BEGIN DATASET

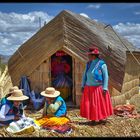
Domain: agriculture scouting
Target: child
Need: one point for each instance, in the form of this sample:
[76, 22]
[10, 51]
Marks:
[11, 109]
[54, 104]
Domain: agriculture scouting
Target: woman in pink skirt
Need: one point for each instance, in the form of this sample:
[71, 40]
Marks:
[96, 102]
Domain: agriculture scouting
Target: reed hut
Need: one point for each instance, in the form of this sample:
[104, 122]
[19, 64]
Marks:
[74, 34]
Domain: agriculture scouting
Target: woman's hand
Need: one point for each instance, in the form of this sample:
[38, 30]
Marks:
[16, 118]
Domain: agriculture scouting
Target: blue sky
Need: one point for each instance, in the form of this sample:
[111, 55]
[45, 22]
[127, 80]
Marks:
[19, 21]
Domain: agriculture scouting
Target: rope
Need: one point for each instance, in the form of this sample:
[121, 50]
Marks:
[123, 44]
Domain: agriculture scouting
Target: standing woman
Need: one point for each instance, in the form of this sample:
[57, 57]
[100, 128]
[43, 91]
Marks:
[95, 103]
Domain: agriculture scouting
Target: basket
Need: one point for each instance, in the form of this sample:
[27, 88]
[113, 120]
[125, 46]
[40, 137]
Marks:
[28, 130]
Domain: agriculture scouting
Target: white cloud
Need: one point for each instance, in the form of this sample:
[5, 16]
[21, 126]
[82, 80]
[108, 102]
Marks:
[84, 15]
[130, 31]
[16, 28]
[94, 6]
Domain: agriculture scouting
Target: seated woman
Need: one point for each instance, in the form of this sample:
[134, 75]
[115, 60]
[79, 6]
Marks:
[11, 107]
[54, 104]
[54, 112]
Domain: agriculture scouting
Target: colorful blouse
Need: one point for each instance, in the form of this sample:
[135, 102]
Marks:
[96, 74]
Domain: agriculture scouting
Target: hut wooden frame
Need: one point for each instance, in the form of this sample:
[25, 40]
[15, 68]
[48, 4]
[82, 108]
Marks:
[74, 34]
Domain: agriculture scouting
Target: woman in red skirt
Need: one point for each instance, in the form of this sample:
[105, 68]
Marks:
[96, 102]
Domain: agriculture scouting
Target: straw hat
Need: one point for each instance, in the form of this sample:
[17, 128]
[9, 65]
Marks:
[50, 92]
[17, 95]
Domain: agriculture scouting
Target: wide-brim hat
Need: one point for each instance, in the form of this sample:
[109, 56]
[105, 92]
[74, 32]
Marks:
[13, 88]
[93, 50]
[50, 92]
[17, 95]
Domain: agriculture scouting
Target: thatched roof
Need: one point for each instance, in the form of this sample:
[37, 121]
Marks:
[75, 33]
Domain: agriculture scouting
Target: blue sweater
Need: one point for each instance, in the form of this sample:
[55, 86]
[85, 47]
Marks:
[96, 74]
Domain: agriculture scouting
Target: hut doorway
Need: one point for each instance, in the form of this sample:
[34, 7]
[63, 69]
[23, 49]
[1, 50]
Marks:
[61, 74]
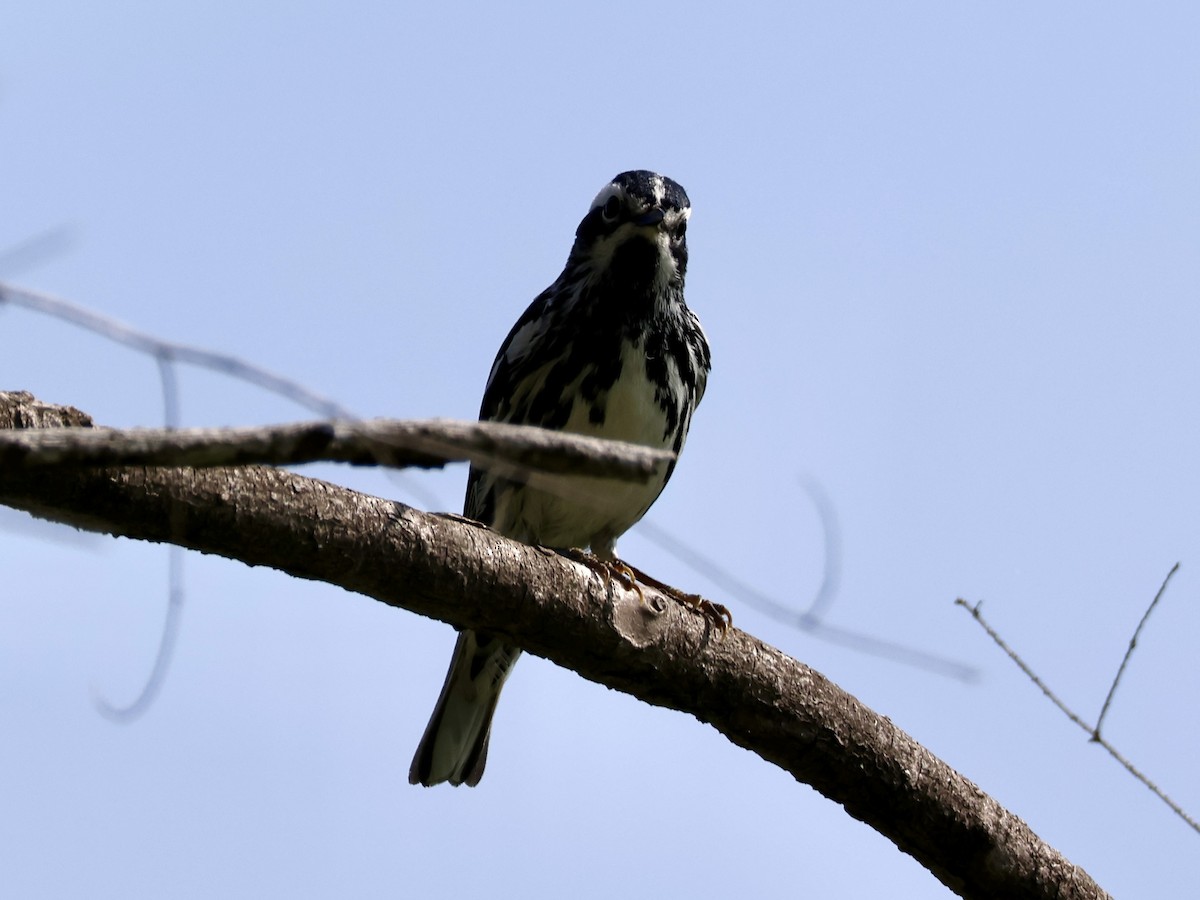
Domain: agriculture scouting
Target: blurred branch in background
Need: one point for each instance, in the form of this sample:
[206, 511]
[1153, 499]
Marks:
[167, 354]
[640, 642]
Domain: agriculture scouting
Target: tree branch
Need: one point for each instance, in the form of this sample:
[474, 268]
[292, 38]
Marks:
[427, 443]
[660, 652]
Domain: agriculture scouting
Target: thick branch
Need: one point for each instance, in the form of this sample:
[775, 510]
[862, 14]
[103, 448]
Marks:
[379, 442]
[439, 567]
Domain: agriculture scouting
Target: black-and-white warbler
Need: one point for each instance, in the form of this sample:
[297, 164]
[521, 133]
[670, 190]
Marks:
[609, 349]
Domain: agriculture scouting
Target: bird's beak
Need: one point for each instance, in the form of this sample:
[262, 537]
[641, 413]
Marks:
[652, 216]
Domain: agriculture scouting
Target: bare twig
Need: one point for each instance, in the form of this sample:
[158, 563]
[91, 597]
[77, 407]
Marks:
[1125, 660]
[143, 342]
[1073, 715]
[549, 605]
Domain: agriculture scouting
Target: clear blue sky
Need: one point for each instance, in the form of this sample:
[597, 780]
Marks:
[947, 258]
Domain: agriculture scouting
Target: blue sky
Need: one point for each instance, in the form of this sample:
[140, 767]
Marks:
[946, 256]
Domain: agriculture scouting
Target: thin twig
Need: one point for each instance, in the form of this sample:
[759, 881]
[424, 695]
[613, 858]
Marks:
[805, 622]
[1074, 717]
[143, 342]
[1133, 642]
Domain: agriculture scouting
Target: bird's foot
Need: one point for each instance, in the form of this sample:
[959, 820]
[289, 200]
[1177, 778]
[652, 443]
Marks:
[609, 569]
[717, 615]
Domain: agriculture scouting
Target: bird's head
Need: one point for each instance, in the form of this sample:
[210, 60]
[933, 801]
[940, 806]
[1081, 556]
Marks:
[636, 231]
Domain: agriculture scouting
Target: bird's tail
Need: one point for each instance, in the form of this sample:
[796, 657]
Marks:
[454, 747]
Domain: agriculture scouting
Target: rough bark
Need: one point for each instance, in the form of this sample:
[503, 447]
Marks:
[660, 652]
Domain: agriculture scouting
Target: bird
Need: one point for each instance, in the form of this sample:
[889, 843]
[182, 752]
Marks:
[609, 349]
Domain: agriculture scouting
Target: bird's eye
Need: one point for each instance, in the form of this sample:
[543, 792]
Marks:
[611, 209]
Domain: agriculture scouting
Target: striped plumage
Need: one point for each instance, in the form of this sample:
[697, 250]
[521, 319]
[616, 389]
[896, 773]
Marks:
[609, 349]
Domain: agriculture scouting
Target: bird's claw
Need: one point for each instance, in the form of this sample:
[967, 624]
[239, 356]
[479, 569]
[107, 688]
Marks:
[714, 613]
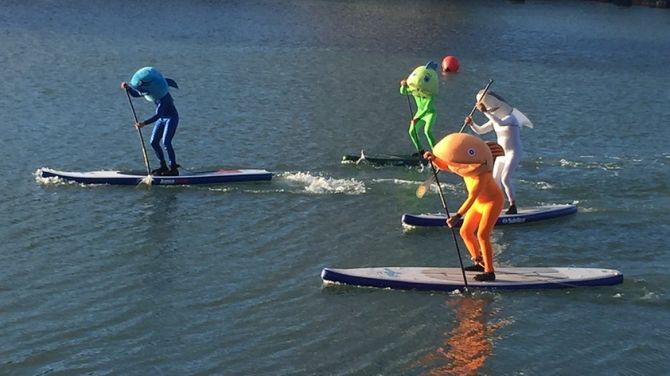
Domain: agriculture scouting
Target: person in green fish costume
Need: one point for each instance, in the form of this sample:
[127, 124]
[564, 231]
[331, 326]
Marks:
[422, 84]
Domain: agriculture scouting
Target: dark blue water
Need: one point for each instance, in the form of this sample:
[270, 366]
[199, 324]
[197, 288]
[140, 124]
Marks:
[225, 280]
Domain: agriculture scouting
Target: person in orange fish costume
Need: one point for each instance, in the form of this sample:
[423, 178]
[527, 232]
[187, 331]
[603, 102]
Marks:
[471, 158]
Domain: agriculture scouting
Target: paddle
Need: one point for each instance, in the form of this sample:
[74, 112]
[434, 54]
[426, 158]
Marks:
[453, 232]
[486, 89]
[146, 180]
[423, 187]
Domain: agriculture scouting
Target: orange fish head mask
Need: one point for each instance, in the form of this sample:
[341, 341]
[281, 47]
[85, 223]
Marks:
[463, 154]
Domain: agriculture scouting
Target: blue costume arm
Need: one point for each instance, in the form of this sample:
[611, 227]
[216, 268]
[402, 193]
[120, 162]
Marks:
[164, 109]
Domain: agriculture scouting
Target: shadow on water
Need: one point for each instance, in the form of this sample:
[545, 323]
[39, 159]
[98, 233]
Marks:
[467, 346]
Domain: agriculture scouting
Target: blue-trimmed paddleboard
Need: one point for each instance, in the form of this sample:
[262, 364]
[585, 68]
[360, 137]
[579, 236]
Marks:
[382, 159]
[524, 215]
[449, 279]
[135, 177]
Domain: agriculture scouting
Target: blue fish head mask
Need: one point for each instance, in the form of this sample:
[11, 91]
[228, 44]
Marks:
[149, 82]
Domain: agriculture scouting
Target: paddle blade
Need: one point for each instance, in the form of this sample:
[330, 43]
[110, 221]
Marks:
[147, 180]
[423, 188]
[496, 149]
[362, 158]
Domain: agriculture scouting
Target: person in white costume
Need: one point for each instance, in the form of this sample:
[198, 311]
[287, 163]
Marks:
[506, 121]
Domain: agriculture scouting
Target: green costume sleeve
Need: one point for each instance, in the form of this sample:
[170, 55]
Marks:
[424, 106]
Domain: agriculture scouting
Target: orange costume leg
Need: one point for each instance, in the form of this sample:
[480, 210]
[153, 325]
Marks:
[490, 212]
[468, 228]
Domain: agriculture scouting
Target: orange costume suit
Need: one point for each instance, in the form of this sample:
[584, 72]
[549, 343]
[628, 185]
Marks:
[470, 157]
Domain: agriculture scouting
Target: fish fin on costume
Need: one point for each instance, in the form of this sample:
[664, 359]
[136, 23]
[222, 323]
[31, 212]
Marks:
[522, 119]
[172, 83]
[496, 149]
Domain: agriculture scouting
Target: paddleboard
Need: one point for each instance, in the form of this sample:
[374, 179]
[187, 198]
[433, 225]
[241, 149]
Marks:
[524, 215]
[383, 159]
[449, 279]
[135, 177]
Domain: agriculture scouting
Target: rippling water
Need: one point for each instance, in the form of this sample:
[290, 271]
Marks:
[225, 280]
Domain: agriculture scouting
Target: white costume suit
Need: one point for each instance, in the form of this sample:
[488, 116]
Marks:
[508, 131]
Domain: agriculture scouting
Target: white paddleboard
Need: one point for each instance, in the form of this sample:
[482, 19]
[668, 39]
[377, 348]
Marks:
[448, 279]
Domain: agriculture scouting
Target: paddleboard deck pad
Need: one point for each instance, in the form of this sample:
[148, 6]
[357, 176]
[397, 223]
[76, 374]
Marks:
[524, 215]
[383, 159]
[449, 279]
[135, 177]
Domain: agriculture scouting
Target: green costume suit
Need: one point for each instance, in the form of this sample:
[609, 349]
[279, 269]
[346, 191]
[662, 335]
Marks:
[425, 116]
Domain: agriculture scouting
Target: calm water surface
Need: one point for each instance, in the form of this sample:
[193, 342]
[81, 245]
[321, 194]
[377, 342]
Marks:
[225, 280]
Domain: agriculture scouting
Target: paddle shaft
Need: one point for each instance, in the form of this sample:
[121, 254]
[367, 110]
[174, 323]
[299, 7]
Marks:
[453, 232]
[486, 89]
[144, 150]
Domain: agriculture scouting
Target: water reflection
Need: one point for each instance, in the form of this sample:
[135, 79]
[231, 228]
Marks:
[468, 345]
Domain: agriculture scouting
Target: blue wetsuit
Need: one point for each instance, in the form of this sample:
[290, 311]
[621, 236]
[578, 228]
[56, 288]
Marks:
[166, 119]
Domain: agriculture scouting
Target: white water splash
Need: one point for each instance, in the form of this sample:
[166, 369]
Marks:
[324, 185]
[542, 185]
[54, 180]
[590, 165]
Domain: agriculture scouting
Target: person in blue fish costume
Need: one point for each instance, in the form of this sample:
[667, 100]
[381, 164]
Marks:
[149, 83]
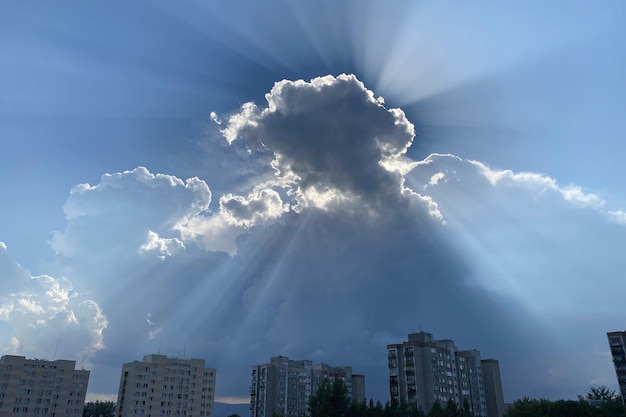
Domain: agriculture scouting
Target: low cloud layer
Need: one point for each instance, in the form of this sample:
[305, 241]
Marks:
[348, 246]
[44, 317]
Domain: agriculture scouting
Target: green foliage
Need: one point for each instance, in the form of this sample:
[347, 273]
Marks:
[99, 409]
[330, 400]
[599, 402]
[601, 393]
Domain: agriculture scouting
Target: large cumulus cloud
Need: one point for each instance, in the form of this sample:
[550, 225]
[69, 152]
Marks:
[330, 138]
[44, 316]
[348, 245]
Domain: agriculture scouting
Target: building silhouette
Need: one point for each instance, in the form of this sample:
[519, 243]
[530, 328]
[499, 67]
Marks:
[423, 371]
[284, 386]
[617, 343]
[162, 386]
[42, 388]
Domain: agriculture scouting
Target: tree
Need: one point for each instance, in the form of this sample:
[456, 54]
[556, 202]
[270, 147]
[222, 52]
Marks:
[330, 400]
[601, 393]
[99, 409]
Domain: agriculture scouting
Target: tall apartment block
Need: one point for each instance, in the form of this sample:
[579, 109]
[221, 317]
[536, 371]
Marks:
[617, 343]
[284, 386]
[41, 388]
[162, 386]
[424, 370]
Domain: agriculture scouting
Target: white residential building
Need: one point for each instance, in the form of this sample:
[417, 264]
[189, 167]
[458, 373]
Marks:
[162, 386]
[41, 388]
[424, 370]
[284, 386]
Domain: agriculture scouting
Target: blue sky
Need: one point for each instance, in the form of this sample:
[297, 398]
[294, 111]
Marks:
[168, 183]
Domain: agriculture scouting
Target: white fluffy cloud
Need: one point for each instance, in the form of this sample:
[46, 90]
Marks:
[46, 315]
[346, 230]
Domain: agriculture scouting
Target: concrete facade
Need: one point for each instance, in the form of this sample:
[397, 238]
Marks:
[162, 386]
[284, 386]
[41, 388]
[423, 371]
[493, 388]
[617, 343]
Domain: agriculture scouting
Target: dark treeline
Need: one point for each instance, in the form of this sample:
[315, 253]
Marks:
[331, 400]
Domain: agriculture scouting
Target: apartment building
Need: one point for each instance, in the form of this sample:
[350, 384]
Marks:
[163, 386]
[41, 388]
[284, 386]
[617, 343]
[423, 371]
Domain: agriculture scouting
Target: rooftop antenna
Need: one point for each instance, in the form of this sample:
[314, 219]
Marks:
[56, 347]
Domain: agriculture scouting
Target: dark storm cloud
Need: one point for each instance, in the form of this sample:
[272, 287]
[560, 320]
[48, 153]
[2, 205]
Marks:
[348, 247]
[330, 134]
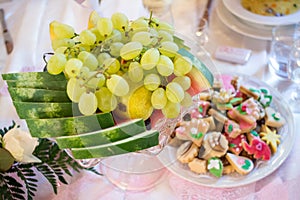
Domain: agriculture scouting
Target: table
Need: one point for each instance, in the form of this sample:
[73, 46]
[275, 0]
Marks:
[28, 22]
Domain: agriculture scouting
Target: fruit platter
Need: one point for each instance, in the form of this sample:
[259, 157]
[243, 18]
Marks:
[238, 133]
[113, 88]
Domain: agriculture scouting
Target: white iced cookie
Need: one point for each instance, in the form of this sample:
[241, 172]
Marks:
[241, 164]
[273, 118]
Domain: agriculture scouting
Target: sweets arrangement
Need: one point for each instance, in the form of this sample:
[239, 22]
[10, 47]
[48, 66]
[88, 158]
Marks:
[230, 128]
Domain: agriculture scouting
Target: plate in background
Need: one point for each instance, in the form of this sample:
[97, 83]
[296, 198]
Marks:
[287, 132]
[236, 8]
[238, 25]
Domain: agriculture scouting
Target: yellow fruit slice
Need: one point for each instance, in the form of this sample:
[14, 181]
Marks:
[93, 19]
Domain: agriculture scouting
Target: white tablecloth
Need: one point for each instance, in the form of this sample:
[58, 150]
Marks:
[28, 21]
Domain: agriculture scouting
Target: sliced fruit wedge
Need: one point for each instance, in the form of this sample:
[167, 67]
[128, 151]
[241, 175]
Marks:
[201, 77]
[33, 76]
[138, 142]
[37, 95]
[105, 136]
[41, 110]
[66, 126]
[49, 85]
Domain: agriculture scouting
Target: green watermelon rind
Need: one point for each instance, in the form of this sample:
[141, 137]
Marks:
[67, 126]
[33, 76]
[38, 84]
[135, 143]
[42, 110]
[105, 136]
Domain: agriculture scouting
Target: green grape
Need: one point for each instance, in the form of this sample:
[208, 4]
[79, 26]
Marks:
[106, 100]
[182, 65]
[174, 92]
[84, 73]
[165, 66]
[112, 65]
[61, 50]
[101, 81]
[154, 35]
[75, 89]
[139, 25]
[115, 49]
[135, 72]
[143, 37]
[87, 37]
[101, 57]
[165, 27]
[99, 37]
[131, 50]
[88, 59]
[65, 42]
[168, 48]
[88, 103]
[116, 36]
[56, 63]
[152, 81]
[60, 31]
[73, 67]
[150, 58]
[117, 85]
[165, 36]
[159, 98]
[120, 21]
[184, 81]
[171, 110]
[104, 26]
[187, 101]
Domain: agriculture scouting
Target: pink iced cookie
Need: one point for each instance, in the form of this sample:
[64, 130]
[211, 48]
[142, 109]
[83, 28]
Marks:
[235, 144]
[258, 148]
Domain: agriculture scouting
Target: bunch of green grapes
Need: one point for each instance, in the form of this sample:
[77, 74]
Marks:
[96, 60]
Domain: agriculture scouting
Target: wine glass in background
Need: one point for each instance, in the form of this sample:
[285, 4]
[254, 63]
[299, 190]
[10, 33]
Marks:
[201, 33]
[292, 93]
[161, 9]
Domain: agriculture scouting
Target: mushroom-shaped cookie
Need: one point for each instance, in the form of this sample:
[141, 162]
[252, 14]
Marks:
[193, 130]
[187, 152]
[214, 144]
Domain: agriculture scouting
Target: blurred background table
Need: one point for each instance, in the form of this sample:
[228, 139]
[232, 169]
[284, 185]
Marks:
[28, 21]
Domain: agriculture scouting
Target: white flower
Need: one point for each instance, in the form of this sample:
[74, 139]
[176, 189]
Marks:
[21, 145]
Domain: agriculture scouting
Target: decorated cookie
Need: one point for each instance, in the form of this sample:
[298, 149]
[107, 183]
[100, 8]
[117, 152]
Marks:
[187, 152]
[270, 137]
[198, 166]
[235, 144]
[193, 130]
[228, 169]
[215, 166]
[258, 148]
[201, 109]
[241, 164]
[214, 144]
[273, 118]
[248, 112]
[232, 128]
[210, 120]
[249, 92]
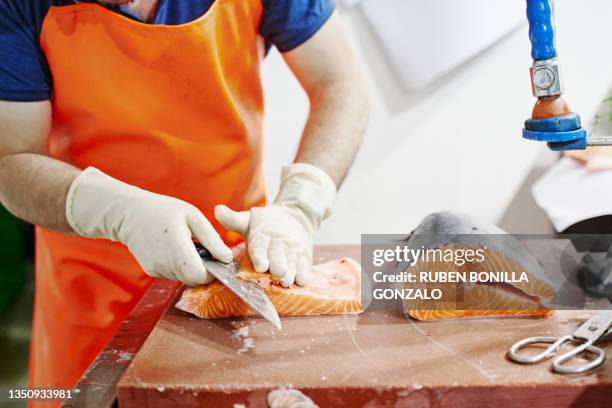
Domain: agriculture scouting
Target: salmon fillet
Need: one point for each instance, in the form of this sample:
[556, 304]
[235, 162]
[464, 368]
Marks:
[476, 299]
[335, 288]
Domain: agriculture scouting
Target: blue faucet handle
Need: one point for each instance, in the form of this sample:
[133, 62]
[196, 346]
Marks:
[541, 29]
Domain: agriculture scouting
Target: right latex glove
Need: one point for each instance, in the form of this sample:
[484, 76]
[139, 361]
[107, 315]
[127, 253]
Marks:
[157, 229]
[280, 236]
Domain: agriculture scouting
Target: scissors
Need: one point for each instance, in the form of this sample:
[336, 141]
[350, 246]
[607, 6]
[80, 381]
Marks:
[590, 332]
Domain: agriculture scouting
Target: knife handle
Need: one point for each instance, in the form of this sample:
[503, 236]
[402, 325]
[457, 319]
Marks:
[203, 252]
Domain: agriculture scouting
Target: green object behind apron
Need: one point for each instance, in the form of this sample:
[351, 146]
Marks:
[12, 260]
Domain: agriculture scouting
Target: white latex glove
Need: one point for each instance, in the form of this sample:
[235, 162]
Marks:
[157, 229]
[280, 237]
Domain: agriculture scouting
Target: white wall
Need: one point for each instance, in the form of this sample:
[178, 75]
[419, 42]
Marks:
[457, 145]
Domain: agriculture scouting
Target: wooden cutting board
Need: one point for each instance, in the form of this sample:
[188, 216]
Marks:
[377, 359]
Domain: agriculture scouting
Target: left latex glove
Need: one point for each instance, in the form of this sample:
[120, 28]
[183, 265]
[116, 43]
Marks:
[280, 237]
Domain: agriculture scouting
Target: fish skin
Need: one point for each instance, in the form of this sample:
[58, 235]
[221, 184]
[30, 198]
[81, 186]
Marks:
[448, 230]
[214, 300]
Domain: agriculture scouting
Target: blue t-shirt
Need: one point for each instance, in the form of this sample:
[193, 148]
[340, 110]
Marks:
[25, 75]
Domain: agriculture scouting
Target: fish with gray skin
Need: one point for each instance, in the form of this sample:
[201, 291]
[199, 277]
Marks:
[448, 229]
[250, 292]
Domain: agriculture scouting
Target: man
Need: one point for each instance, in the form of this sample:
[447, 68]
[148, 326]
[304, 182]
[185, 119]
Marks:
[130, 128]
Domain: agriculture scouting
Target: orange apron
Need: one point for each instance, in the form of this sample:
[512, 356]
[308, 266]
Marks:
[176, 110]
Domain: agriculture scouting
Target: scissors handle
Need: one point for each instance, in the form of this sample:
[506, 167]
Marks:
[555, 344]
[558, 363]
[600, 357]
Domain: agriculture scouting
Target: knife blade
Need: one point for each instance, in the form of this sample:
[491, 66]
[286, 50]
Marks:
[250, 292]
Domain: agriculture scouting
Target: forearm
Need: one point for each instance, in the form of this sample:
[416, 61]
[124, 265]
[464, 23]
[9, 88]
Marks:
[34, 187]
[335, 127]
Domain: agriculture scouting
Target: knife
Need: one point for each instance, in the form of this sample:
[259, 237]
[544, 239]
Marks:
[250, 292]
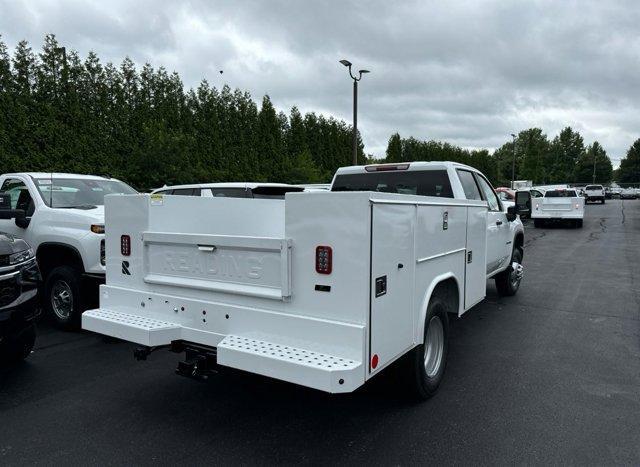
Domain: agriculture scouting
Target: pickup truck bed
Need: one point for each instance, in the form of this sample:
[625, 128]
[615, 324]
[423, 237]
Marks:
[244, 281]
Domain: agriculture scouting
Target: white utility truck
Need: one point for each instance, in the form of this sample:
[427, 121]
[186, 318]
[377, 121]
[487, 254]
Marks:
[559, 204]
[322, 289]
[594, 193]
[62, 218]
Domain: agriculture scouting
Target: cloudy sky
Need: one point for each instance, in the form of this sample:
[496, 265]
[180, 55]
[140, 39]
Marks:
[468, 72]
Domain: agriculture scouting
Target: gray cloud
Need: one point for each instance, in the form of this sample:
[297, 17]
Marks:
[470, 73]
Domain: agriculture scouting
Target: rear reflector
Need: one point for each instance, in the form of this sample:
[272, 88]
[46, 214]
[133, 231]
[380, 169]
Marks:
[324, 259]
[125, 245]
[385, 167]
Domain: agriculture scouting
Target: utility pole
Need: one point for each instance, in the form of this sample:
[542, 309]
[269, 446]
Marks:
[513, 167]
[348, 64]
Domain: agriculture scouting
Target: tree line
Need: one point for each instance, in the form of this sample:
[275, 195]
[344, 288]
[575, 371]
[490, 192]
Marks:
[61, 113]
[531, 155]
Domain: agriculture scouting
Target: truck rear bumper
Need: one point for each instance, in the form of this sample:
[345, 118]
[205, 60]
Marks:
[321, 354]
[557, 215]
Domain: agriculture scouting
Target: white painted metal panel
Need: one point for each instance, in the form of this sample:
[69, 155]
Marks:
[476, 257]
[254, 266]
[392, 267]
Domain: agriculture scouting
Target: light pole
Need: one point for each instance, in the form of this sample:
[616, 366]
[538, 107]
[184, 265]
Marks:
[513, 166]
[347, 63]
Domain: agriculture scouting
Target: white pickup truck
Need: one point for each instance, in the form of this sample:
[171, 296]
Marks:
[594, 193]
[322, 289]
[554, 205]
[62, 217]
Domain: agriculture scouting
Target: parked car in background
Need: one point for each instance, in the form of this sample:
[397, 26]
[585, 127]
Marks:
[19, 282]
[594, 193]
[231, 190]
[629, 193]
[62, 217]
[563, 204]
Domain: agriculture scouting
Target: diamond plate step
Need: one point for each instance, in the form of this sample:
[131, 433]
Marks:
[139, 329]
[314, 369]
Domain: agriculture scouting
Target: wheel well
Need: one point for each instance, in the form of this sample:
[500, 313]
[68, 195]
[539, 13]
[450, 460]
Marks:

END DATASET

ASSIGNMENT: Wherever the string "paddleboard" occurs in the records above, copy that line.

OUTPUT OF THE TASK:
Target: blue-trimmed paddleboard
Target: paddleboard
Target: white paddleboard
Target: paddleboard deck pad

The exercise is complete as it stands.